* GIVEN INSTRUCTION 1
From the profile of Jonathan Nott and the Bamberg Symphony, copy word for word everything between "Jonathan Nott took" and "Bavarian State Philharmonic.", inclusive.
* GIVEN INSTRUCTION 2
Answer these questions using the profile of Jonathan Nott and the Bamberg Symphony:
(a) In what month and year did Nott start as Principal Conductor of the Bamberg Symphony?
(b) At which festival was Nott "artiste étoile" in 2007?
(c) When he extended his contract in May 2009, until what year did it run?
* GIVEN INSTRUCTION 3
Keep writing the profile of Jonathan Nott and the Bamberg Symphony, starting right after its last sentence.

* EXTRACT PROVIDED
** START **

Jonathan Nott took up his post as Principal Conductor of the Bamberg Symphony – Bavarian State Philharmonic in January 2000. The artistic partnership between Nott and "his" Orchestra has won plaudits from all quarters and is watched with keen interest by the musical world – hardly surprisingly, considering the enormous success which has greeted his and the players’ appearances in Bamberg and all over the globe.

 

Concert tours have taken Nott and the Bamberg Symphony to Germany’s and Europe’s leading musical capitals, to international festivals in Edinburgh, Salzburg, St. Petersburg, Beijing, Lucerne and Schleswig-Holstein, to London’s Proms and on several tours of Japan, South America and the USA. "Together, I think they’ve created one of the most exciting partnerships in orchestral music", wrote the UK Guardian of Jonathan Nott and the Bavarian State Philharmonic.

 

In 2007 Jonathan Nott was "artiste étoile" at the Lucerne Festival, where the Bamberg Symphony also appeared as orchestra in residence. Other residencies under its Chief Conductor have taken it to the Edinburgh International Festival 2005 and, in the 2008/2009 season, to Cologne’s Philharmonie.

 

Further proof of the international recognition of Jonathan Nott’s artistic achievements in Bamberg is the steady stream of awards won by him and the Bamberg Symphony for their CDs, such as the MIDEM Classical Award, the International "Toblach Composing Hut" Record Prize and Gramophone magazine’s "Editor’s Choice". No less impressive is the sheer number of concerts so far – more than 450 – which the Bamberg Symphony has played under Jonathan Nott, the fourth Chef Conductor in its history. In May 2009 he extended his contract in Bamberg until 2012.

** END **

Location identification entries

** START **

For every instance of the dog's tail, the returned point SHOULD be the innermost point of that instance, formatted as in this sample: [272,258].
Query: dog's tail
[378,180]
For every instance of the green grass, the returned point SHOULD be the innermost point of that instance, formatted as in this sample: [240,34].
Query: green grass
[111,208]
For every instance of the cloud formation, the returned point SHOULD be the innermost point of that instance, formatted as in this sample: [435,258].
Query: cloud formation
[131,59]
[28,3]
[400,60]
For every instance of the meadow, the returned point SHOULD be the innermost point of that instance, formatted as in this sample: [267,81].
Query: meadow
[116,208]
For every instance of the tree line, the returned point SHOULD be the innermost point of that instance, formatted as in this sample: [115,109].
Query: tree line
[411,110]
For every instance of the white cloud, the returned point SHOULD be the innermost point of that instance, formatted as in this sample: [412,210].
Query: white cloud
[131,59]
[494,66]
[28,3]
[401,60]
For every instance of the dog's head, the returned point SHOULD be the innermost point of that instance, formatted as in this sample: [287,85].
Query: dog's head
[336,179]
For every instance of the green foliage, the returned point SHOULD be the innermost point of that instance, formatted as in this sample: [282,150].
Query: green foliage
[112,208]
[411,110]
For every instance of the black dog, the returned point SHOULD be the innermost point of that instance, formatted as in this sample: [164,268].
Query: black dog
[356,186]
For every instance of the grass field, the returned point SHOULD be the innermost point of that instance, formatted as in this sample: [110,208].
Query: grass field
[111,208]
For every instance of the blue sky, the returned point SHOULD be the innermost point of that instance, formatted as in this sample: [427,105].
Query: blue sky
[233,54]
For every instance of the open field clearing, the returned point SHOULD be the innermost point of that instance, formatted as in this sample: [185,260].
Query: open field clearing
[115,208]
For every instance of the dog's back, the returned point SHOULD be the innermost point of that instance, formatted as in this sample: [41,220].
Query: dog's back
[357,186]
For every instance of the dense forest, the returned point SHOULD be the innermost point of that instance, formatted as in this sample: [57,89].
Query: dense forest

** END **

* EXERCISE RESULT 1
Jonathan Nott took up his post as Principal Conductor of the Bamberg Symphony – Bavarian State Philharmonic in January 2000. The artistic partnership between Nott and "his" Orchestra has won plaudits from all quarters and is watched with keen interest by the musical world – hardly surprisingly, considering the enormous success which has greeted his and the players’ appearances in Bamberg and all over the globe.

 

Concert tours have taken Nott and the Bamberg Symphony to Germany’s and Europe’s leading musical capitals, to international festivals in Edinburgh, Salzburg, St. Petersburg, Beijing, Lucerne and Schleswig-Holstein, to London’s Proms and on several tours of Japan, South America and the USA. "Together, I think they’ve created one of the most exciting partnerships in orchestral music", wrote the UK Guardian of Jonathan Nott and the Bavarian State Philharmonic.

* EXERCISE RESULT 2
(a) January 2000
(b) The Lucerne Festival
(c) 2012

* EXERCISE RESULT 3
"This music needs all the energies you’ve got," emphasizes Jonathan Nott. The music he was talking about is Gustav Mahler’s but his words betray a fundamental attitude which positively leaps out at one from all his performances. An early focus of his Bamberg tenure was the Schubert Project, whose content reached well into the 21st Century; other important strands of Nott’s programming in Bamberg have been the symphonies of Beethoven and Brahms, Wagner’s music dramas, the legacy of Ligeti, the Classicism of Haydn, the Modernist circles around Stravinsky and Bartók and the music of Mahler. The premise of all Nott’s Bamberg programming, in fact, is complete parity and inclusion for both the traditional ‘greats’ and the music of our time.

 

Given his training, it’s also no surprise that Jonathan Nott, winner of Bavaria’s Culture Prize in 2009, should put the human voice centre-stage in his concerts, alongside the "pure" orchestral repertoire. After all, he studied not only musicology in Cambridge and conducting in London, but also singing and the flute in Manchester. He has conducted the Bamberg Symphony in concert performances of Beethoven’s Fidelio and Wagner’s Die Walküre, Das Rheingold, Siegfried and Tristan und Isolde, not to mention Ligeti’s and Verdi’s Requiems as well as Haydn’s ‘azione teatrale’ L’isola disabitata – the latter in a staged production at Bamberg’s E.T.A. Hoffmann Theatre.

 

He is also responsible for the Mahler cycle which since 2003 has dominated the Bamberg Symphony’s artistic work and which culminates in July 2011 with the recording of the Seventh Symphony. But Jonathan Nott’s work is not confined to the maestro’s podium: he is deeply committed to training the next generation of conductors and ever since the Bamberg Symphony’s first Gustav Mahler Conducting Competition, in 2004, he has been President of the Competition’s jury.

 

After a stint at Oper Frankfurt, in 1991 Jonathan Nott took up the post of First Kapellmeister at the Hessischer Staatstheater in Wiesbaden and during the 1995/1996 season was also the house’s interim Generalmusikdirektor. Throughout this period he conducted a wide spectrum of opera, ballet and other repertoire, as well as embarking on an intensive collaboration with Ensemble Modern. In 1997 Jonathan Nott joined the Luzerner Theater and took up direction of the Lucerne Symphony Orchestra as Chief Conductor. In addition, from 2000 until 2003 he was director of the Ensemble Intercontemporain in Paris, founded by Pierre Boulez, and he is still regularly to be heard as its guest conductor.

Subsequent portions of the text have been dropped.